start TEXT
Sunday, 19 August 2012

On Opposite Sides of the Milky Way

Finally I've got to upload some pictures from my ikebana installation at Kunstland. The location is a room in a dark timber barn, and the theme of the installation is inspired by the Japanese star festival, Tanabata. This time I've used plant materials that can be found in Norwegian forests.

Weave of grass and linen thread.
Tin containers on a styrofoam platform.

Tanabata is celebrated in the summer. The legend tells of a princess who wove beautiful fabrics. Her father, the sky-god, loved the fabrics, and she worked hard every day to weave more. But because she worked so hard, she never got out to meet people. Her father was upset when he saw her so sad, and he introduced her to a shepherd. The two fell in love immediately and married. But suddenly the weaver stoped making fabrics and the shepherd let the animals wander freely. The sky-god became so angry that he put them on either side of a river (the Milky Way) and forbade them to see each other. This made his daughter so sad that he finally gave in and let them see each other one day in the year. This is the day when the Tanabata is celebrated.

Birch branches, Meadowsweet (Filipendula ulmaria),
Yellow Loosestrife (Lysimachia) and Canadian Goldenrod (Solidago).

The Legend of Tanabata can be interpreted as a story about the fear of separateness and isolation, and the hopes and expectations of fellowship. On opposite sides of the Milky Way - the notion of 'real life' and lived life as it is.
end TEXT
start DATA ROWS
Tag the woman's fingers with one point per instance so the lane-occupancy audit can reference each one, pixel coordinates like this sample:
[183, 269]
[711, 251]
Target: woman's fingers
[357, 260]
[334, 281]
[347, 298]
end DATA ROWS
Quote the ikebana post word for word, starting with "Sunday, 19 August" and going on through "and linen thread.".

Sunday, 19 August 2012

On Opposite Sides of the Milky Way

Finally I've got to upload some pictures from my ikebana installation at Kunstland. The location is a room in a dark timber barn, and the theme of the installation is inspired by the Japanese star festival, Tanabata. This time I've used plant materials that can be found in Norwegian forests.

Weave of grass and linen thread.